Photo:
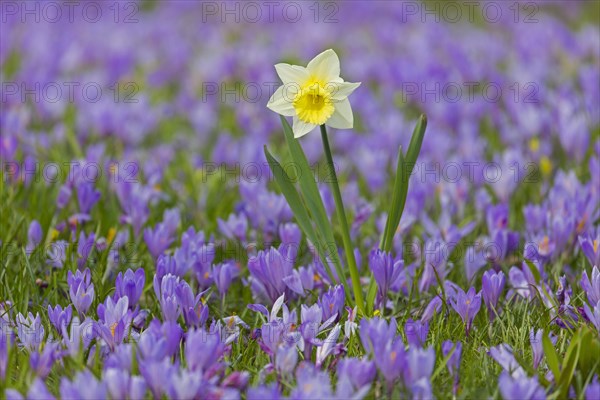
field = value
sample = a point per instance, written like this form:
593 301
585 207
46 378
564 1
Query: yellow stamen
313 103
545 165
112 232
534 145
113 327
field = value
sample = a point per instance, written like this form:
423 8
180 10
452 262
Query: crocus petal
325 67
290 74
341 90
281 101
301 128
342 117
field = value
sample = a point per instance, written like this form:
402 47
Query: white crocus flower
314 95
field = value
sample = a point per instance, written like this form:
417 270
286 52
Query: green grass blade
312 196
398 202
296 204
414 148
551 356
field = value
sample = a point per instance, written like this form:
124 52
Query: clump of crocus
81 290
60 318
466 305
130 284
454 361
492 285
332 302
385 271
314 95
591 287
416 332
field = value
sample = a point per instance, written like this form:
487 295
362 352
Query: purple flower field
422 220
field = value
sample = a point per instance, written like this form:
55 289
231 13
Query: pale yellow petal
291 73
341 90
325 66
281 103
301 128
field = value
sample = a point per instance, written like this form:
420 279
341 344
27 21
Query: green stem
341 214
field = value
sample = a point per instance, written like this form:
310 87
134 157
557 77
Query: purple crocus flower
328 346
169 264
332 302
34 236
272 334
454 360
57 253
42 361
64 195
235 227
535 338
223 274
492 285
590 246
195 312
592 391
434 306
466 305
80 337
30 330
85 245
203 350
122 385
593 314
4 345
114 320
159 340
286 358
360 372
157 375
418 369
87 196
158 239
520 387
81 290
310 321
268 269
130 284
38 390
591 286
290 234
385 271
416 332
59 317
165 292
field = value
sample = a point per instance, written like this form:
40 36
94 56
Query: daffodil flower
314 95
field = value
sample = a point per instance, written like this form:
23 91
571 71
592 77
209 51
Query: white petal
325 66
342 117
301 128
280 102
277 306
291 73
341 90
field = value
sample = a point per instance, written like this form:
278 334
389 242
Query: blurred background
161 81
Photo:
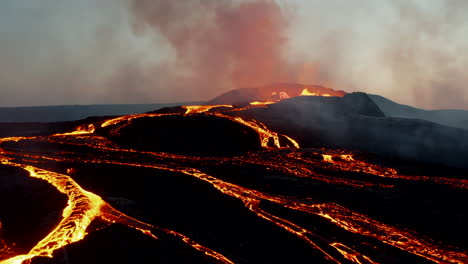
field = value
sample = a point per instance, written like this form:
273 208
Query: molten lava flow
83 208
351 254
197 109
327 158
80 130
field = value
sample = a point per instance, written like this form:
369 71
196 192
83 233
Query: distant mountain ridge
73 112
453 118
273 92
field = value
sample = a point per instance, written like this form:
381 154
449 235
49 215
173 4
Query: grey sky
137 51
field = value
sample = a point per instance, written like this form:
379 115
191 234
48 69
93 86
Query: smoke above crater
217 44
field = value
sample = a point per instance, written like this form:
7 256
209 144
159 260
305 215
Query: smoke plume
217 44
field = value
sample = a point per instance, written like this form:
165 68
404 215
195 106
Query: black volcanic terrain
296 179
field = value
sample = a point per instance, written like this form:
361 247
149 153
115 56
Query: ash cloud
411 51
217 44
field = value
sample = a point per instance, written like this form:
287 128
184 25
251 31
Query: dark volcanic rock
193 135
30 208
355 122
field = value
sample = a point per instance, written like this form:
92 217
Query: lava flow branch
83 208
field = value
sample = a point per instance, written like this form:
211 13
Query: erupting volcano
237 182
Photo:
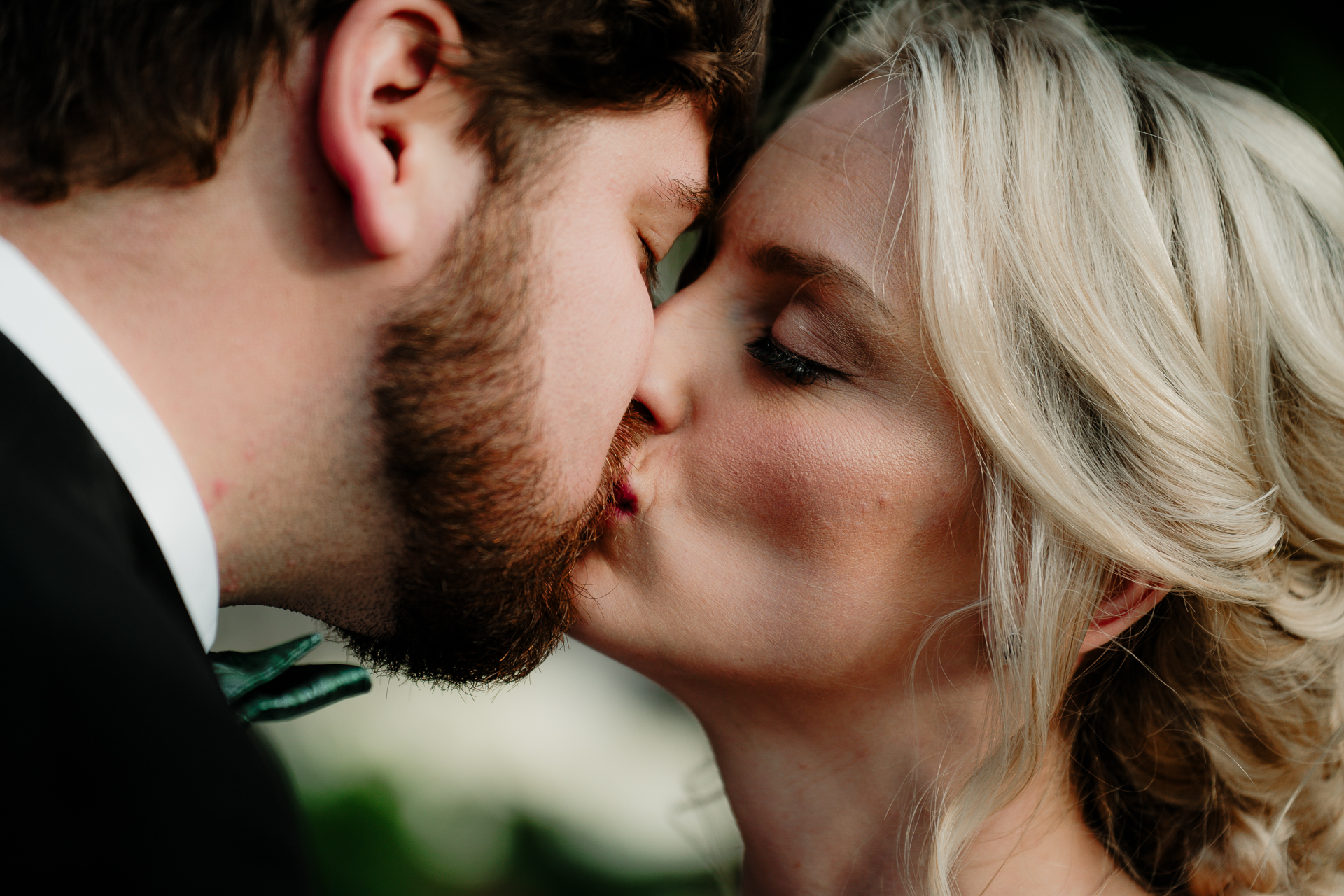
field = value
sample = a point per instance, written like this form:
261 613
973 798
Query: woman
992 514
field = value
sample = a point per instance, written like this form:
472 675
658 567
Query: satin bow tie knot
265 685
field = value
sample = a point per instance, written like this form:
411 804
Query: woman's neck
832 794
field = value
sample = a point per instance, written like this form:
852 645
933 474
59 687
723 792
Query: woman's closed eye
802 370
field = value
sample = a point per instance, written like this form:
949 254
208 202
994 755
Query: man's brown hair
100 92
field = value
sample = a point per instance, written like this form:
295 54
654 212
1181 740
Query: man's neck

What the task requires:
Where a record holds a picture, skip the picture and copy everything else exactly.

Expected answer:
Photo:
field = value
sample = a point per instance, written like this form:
593 301
585 207
46 378
564 1
Query: yellow stamen
313 103
545 165
112 232
534 145
113 327
field = value
sample = a point per instance, written like this form:
423 8
180 10
452 262
Query: crocus petal
325 67
290 74
341 90
281 101
301 128
342 117
field = value
sample = a point per instance, written like this form:
402 47
Query: white crocus flower
314 95
field = value
sample = a point per instance, written like this form:
417 270
286 52
Query: green grass blade
312 196
398 202
296 204
414 148
551 356
field = value
sample = a point per instance, written like this form:
124 52
Query: clump of crocus
81 290
60 318
466 305
130 284
454 361
492 285
332 302
385 271
314 95
591 287
416 332
field = value
sample = a point per instance, written like this form:
487 295
362 352
Query: purple flower field
422 220
field = value
sample = a point per instance, written like this form:
55 289
231 13
Query: pale yellow petal
291 73
341 90
325 66
281 103
301 128
field = value
sample = a point per instance, written like this form:
420 279
341 344
27 21
Query: green stem
341 214
field = value
sample = a point per instance, written like this form:
310 87
134 157
557 77
Query: purple crocus flower
328 346
169 264
332 302
34 236
272 334
454 360
57 253
42 361
64 195
235 227
535 338
223 274
492 285
590 246
195 312
592 391
434 306
466 305
80 337
30 330
85 245
203 350
122 385
593 314
4 345
114 320
159 340
286 358
360 372
157 375
418 369
87 196
158 239
520 387
81 290
310 321
268 269
130 284
38 390
591 286
290 234
385 271
416 332
59 317
165 292
field = value
sample = a point per instance, written like this form:
40 36
94 56
Query: daffodil flower
314 95
field = value
sample = a point per instance, written like this form:
23 91
571 71
592 77
209 51
Query: white petal
325 66
342 117
301 128
280 102
277 306
291 73
341 90
field = value
sample = a point per instance, written like this form:
278 334
389 242
Query: blurred background
161 81
Photo:
field = value
sample = a point per instance, written like this form:
273 208
Query: molten lava flow
83 208
351 254
197 109
327 158
80 130
field = value
sample = a point per instance, written like this form:
369 71
196 192
83 233
Query: distant mountain ridge
73 112
453 118
273 92
field = value
sample = a point per instance, written like this form:
381 154
449 235
49 215
173 4
Query: grey sky
137 51
field = value
sample = a point per instance, written like this form:
379 115
191 234
48 69
93 86
Query: smoke above crater
217 44
field = value
sample = a point per instance, written like this form:
7 256
209 144
159 260
305 215
Query: smoke plume
217 44
field = value
sample = a point per instance, written like this form:
165 68
404 215
195 106
Query: black volcanic terrain
296 179
field = value
sample = a point per instance, written like this form:
361 247
149 153
115 56
Query: ash cloud
411 51
217 44
field = value
sample = a point per instance, written like this form:
287 128
184 25
251 31
Query: dark volcanic rock
193 135
30 208
355 122
field = value
sample = a point per instance, written like this form:
92 217
Query: lava flow branch
83 208
field = value
sample = a point per instance, written like this form:
211 13
Query: erupting volcano
237 182
Photo:
field = value
sample = a point per instance, written like this form:
261 613
973 798
Query: woman
992 514
field = value
sample = a point per instance, written like this form:
472 675
658 567
Query: satin bow tie knot
265 685
field = value
sample = a point per instance, written like this form:
411 804
Query: woman's neck
832 794
field = value
sample = a point per instance, written like this form:
852 645
933 474
59 687
723 792
Query: woman's closed eye
802 370
field = value
sample = a point per instance, written like this form:
949 254
208 202
994 755
Query: man's brown hair
100 92
field = value
sample = a point per instance, written like this form:
295 54
654 212
1181 740
Query: man's neck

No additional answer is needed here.